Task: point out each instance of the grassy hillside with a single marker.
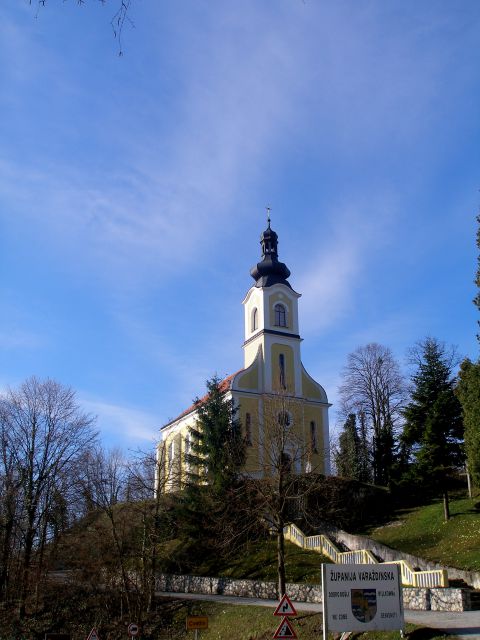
(423, 532)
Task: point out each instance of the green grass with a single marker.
(259, 561)
(245, 622)
(423, 532)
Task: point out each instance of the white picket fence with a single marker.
(321, 544)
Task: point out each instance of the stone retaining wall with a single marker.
(449, 599)
(386, 554)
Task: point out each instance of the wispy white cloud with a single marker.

WHAT IS REQUIRED:
Would you repeat the listing word for word and skip every picture?

WRITTEN SOLUTION:
Task: point out each instance of the grassy hillside with a single marker.
(423, 532)
Task: point out each instance of the green grass with a single marker.
(259, 561)
(245, 622)
(423, 532)
Task: point out each instance of the white picket fence with a single marker.
(321, 544)
Task: point out each instance of the stone retaining wall with a single marker.
(449, 599)
(386, 554)
Task: point out each instance of the wispy white cloud with a single marker.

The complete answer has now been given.